• TAREA 1: Copia el fragmento sobre Tel Aviv tras el 7 de octubre desde "Sin embargo, si" hasta "surge el caos.", cambiando el nombre "Nadav Lapid" por "el cineasta".

++++

En Tel Aviv, el nacionalismo está en pleno apogeo: las banderas israelíes han invadido la ciudad, se exhiben en las ventanas, en las paredes y en los corazones. El país está sumido en una verdadera fiebre, convencido, como afirma explícitamente un gran multimillonario, de ser la vanguardia de la lucha del bien contra el mal. Por lo tanto, Gaza debe «arder» y todos los que se oponen a ello son tachados de antisemitas, incluidos aquellos que, a primera vista, no tienen mucho que ver con los acontecimientos en Oriente Próximo. «¿CNN? ¡Antisemita! ¿El Centro Pompidou? ¡Antisemita!», se divierte Avinoam, como si recitara una divertida canción infantil.

¿Qué significa ser israelí después del 7 de octubre? Es sentir en carne propia las atrocidades de Hamás y perder el equilibrio, hasta llegar a aceptar el genocidio.

De forma aún más cínica, el ejército israelí instrumentaliza el recuerdo del 7 de octubre para justificar sus acciones, tanto dentro como fuera del país. Este se convierte entonces en una herramienta, en un fondo comercial sobre el que prospera la propaganda. Así, Leah, la exnovia de Y., traduce a varios idiomas los testimonios de las víctimas para que se compartan en Internet.

Sin embargo, si la propaganda es tan eficaz es porque la sociedad que muestra Nadav Lapid está profundamente herida. Está traumatizada y reclama venganza. La vida de Leah, por ejemplo, ha cambiado por completo: hay un antes y un después del 7 de octubre, admite a Y. Movida por los testimonios que ha recopilado desde entonces, revela todo el alcance de su dolor en un largo y desgarrador monólogo. Lo que filma Nadav Lapid es precisamente esta espiral infernal que solo puede traer lágrimas y desolación. ¿Qué significa ser israelí después del 7 de octubre? Es sentir en carne propia las atrocidades cometidas por Hamás y perder el equilibrio hasta aceptar un genocidio. Del caos surge el caos.

++++

• TAREA 2: Reproduce, sin omitir ninguna, las filas de datos desde la que contiene "If any snow-covered ground" hasta la que contiene "189;185;201;394", ambas incluidas. Multiplica por 2,45 cada coordenada de los recuadros de respuesta, redondea al entero más próximo con las mitades hacia arriba y deja igual cualquier otro número.

++++

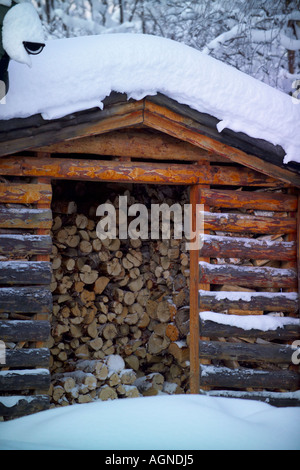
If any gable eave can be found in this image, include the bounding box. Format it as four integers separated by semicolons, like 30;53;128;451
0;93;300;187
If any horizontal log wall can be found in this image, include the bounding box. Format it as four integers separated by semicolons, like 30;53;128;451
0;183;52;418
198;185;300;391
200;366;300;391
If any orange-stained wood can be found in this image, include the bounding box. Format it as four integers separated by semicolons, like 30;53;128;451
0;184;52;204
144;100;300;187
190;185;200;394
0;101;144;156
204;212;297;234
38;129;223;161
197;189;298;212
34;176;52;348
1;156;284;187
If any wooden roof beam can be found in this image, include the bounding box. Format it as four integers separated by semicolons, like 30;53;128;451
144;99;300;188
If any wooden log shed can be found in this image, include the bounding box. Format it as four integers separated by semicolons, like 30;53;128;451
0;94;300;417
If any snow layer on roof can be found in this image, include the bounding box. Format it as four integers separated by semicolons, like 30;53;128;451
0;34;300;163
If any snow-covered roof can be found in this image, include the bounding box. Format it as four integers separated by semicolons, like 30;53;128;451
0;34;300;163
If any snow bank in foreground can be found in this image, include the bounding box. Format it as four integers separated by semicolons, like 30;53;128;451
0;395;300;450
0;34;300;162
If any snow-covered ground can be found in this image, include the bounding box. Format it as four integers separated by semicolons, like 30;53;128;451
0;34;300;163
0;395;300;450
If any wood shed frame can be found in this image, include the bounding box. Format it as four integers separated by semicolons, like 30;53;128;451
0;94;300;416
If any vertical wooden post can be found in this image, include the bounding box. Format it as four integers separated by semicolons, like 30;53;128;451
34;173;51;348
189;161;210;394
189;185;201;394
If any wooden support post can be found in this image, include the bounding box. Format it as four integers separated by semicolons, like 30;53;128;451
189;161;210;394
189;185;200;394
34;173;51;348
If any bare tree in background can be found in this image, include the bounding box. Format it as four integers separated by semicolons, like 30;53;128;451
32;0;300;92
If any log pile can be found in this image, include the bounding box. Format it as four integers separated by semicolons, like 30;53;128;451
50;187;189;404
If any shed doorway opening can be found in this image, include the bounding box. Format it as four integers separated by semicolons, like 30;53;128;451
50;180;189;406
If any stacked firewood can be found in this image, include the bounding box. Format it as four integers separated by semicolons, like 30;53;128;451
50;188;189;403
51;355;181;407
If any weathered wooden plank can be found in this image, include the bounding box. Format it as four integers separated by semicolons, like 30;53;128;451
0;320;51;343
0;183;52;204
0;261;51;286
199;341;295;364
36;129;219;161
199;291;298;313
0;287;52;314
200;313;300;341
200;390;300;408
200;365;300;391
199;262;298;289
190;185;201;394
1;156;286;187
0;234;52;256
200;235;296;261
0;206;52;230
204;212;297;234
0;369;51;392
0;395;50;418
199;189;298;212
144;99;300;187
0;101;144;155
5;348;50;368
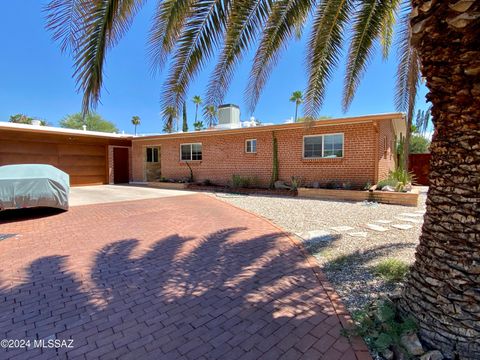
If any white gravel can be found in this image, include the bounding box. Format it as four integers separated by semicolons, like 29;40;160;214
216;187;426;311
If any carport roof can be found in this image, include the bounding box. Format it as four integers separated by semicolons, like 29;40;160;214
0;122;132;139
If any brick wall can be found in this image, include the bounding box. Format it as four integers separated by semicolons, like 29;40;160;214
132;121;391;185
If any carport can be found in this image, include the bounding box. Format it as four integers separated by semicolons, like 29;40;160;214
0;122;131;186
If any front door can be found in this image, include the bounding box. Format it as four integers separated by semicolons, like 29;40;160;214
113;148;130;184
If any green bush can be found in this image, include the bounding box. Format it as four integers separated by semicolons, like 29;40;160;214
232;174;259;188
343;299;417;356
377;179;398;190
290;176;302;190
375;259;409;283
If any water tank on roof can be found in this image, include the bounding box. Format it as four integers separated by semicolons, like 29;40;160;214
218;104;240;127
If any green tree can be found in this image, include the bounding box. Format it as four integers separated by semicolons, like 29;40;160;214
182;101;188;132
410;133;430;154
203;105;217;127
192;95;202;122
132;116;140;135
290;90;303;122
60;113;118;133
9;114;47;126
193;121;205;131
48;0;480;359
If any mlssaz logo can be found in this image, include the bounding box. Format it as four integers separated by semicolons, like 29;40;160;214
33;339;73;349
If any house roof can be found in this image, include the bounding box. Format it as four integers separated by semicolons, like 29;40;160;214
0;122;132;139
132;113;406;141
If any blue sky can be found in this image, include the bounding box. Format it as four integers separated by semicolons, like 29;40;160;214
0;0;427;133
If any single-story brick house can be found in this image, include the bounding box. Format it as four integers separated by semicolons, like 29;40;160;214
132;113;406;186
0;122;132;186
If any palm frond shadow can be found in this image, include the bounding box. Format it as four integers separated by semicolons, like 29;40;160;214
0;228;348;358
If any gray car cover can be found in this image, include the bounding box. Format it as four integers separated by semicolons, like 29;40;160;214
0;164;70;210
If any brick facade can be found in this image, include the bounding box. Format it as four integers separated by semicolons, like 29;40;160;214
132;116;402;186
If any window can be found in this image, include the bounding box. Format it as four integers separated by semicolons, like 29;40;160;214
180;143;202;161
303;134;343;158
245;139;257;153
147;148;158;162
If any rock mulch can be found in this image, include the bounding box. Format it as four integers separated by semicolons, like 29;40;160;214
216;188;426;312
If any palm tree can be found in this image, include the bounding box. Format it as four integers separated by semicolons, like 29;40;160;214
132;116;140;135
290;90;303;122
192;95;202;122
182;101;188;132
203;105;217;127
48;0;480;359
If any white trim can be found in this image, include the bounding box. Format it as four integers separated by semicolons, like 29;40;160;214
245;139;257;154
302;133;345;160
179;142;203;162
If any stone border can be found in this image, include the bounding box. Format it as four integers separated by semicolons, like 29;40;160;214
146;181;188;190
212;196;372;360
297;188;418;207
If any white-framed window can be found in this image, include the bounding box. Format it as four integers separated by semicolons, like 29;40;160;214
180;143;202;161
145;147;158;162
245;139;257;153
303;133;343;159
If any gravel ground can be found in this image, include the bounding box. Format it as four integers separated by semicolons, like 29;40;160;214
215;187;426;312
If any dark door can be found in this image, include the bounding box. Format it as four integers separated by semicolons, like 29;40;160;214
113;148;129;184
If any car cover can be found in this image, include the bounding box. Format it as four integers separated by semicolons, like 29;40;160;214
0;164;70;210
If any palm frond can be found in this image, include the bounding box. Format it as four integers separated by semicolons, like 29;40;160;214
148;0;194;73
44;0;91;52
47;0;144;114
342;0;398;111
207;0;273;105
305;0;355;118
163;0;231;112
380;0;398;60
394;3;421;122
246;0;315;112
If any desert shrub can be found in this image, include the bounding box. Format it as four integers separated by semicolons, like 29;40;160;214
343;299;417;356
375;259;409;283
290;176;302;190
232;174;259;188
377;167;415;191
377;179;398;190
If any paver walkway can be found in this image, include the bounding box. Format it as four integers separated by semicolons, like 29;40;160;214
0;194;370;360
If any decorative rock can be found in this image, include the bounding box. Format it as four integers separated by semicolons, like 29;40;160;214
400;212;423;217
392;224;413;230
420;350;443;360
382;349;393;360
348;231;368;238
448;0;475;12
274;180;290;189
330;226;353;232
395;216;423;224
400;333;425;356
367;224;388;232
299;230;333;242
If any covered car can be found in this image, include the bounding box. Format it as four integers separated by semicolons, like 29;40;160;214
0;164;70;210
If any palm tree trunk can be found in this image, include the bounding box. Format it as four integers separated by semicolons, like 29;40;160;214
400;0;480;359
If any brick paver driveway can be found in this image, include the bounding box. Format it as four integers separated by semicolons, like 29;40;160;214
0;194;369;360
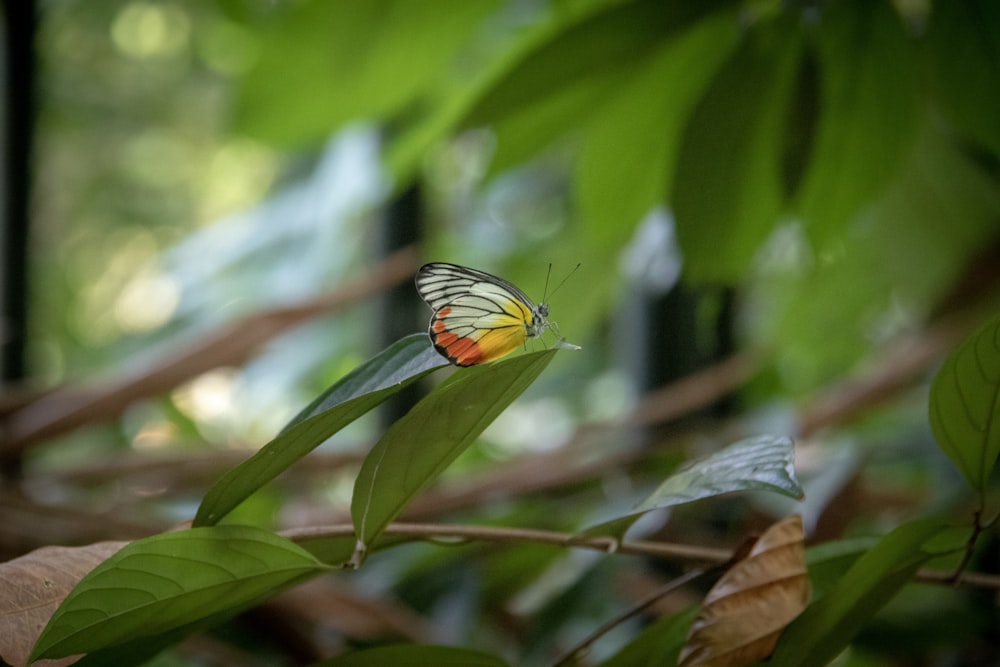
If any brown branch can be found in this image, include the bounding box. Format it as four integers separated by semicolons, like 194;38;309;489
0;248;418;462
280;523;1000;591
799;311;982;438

++++

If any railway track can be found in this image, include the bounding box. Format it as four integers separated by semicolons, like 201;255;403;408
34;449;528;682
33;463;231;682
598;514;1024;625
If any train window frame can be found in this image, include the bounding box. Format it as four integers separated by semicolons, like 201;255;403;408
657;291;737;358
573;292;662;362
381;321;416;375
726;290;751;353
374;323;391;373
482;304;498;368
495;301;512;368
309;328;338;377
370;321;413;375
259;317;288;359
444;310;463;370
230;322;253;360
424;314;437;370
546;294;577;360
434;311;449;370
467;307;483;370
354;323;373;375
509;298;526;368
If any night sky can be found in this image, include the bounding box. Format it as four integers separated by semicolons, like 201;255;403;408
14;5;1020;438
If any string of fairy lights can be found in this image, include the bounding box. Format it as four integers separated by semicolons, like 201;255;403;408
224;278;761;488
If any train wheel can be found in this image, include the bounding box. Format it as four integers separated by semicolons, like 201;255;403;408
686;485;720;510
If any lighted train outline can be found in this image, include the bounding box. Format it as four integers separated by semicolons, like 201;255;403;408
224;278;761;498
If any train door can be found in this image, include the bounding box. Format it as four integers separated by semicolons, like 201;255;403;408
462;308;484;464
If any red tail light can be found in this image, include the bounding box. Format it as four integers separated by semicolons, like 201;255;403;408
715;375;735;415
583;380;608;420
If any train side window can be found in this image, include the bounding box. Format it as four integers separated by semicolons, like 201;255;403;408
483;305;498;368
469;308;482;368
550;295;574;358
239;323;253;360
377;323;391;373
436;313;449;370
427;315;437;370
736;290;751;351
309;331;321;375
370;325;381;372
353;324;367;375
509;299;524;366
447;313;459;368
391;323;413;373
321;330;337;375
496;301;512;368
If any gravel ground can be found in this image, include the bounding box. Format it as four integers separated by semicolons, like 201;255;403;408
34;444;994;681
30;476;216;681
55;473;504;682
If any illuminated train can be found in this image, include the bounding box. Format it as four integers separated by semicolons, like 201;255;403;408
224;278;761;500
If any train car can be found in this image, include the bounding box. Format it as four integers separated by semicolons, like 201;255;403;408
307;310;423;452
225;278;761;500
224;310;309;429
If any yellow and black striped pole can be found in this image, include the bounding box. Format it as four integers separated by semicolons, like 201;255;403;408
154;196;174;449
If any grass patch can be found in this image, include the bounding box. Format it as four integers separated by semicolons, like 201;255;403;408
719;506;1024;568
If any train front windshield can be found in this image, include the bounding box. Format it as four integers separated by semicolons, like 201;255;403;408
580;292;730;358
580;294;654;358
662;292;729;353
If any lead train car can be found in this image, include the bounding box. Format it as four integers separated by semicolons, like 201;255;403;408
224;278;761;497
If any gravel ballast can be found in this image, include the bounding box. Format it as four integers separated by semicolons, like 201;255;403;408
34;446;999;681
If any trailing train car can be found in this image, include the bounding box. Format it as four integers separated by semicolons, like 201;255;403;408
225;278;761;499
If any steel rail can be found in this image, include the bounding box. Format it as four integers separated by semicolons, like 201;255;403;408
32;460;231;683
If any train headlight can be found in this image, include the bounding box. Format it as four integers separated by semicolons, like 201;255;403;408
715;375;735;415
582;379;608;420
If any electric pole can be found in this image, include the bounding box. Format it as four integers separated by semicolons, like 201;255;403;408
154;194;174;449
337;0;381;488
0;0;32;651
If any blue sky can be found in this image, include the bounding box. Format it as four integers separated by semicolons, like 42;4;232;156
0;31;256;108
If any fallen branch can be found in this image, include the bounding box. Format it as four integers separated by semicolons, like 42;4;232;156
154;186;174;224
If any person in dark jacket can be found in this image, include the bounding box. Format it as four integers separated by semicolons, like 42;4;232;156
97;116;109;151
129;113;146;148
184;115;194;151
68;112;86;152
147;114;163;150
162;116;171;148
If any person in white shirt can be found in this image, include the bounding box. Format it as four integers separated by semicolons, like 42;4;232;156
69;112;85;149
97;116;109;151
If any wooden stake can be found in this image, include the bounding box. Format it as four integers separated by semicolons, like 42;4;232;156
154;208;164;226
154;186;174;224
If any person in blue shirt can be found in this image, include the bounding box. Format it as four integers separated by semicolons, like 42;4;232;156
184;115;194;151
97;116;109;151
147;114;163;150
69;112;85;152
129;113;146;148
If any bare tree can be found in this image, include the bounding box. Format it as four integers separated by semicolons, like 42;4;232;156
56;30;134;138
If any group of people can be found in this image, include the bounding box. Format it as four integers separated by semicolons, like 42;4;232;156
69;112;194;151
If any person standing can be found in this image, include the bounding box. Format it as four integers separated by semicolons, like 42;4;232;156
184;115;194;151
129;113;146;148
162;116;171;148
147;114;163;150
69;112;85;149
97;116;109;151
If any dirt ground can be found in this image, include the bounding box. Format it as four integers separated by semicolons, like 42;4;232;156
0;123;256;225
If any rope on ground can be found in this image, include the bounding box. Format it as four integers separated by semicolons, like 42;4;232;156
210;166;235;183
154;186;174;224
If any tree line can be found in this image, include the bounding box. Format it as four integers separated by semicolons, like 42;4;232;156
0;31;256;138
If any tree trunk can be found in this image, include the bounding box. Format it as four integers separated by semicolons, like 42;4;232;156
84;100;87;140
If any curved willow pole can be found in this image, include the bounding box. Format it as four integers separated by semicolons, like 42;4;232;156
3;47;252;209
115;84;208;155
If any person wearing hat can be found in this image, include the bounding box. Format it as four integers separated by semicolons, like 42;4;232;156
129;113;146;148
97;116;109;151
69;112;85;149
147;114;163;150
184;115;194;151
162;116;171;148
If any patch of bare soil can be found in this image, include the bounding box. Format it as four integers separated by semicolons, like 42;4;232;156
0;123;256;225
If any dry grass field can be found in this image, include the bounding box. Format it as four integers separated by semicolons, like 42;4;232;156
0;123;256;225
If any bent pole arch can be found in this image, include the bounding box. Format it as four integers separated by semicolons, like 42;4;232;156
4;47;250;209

++++

• RESULTADO CORRECTO 1:
Sin embargo, si la propaganda es tan eficaz es porque la sociedad que muestra el cineasta está profundamente herida. Está traumatizada y reclama venganza. La vida de Leah, por ejemplo, ha cambiado por completo: hay un antes y un después del 7 de octubre, admite a Y. Movida por los testimonios que ha recopilado desde entonces, revela todo el alcance de su dolor en un largo y desgarrador monólogo. Lo que filma el cineasta es precisamente esta espiral infernal que solo puede traer lágrimas y desolación. ¿Qué significa ser israelí después del 7 de octubre? Es sentir en carne propia las atrocidades cometidas por Hamás y perder el equilibrio hasta aceptar un genocidio. Del caos surge el caos.

• RESULTADO CORRECTO 2:
If any snow-covered ground can be found in this image, include the bounding box. Format it as four integers separated by semicolons, like 30;53;128;451
0;83;735;399
0;968;735;1103
If any wood shed frame can be found in this image, include the bounding box. Format it as four integers separated by semicolons, like 30;53;128;451
0;230;735;1019
If any vertical wooden post can be found in this image, include the bounding box. Format it as four integers separated by semicolons, like 30;53;128;451
83;424;125;853
463;394;515;965
463;453;492;965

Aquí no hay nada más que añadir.